• EXERCISE INSTRUCTIONS
Look through the data below for the line with "Target: colorful regalia", and transcribe it exactly together with each line after it up to and including the line with "the bush, given". Give nothing else.

Dataset entries:

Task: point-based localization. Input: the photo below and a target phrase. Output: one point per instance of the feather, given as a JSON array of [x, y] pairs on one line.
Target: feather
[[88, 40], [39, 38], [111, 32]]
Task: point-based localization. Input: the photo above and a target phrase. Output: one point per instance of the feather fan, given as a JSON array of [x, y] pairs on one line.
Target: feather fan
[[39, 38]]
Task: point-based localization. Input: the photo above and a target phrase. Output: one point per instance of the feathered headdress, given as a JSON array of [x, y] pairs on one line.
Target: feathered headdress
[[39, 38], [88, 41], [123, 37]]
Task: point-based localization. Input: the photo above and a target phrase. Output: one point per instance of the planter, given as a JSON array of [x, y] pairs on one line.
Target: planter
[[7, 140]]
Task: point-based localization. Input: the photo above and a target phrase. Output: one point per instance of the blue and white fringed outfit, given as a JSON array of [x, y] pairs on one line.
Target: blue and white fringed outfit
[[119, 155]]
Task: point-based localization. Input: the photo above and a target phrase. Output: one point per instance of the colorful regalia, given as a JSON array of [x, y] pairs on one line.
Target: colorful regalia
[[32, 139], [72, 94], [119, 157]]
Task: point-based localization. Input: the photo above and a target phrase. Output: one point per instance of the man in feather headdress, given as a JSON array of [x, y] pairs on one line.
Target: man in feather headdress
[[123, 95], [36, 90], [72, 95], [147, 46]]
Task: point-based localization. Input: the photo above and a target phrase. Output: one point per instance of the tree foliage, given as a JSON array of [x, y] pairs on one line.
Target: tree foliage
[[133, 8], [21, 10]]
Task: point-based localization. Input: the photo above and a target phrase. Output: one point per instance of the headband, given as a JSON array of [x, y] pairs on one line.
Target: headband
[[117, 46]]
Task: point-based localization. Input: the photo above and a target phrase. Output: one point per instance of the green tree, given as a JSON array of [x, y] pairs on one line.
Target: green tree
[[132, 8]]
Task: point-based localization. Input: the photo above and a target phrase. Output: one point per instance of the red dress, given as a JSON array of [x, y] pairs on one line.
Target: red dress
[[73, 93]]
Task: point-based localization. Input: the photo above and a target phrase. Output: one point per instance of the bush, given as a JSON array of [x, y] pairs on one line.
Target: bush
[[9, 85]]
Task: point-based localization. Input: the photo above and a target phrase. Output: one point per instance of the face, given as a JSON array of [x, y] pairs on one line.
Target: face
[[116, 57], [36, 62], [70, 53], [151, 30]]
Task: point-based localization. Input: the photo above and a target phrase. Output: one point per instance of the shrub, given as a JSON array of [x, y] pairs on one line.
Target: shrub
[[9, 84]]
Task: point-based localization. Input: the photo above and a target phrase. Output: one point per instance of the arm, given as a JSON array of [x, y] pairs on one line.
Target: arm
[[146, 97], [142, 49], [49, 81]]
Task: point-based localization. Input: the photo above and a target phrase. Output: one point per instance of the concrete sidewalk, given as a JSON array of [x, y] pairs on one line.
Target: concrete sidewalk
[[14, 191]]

• FINISHED EXERCISE
Target: colorful regalia
[[32, 139], [72, 94], [119, 157]]
Task: point-based localization. Input: the photo above and a target phrase. Output: one point per instance of the man in feather headdress, given as a JSON array of [x, y] pairs on one line.
Target: man in feather headdress
[[123, 95], [36, 90], [72, 95], [147, 46]]
Task: point-based localization. Input: the photo above and a target phrase. Output: one point per instance of the tree foliage, given as a JSON array of [x, y] pairs on one line.
Target: tree foliage
[[133, 8], [21, 10]]
Task: point-based localization. Input: the photo above and a target phrase. Output: one point per instance of the headband, given as a JSON array of [x, y] pairs on one line.
Target: headband
[[117, 46]]
Task: point-based localization. Input: the photo above and a target phrase. Output: one point per instance of the green tree, given as a JSON array of [x, y] pairs on one line.
Target: green tree
[[132, 8]]
Task: point-based localization. Input: the photo above and a target phrase. Output: one point per instance of the red dress, given as a JSON array of [x, y] pairs on one line.
Target: red dress
[[73, 93]]
Task: point-based localization. Input: the photo above and a target phrase. Output: one point per instance of the bush, given as a JSON array of [x, y] pairs on one line.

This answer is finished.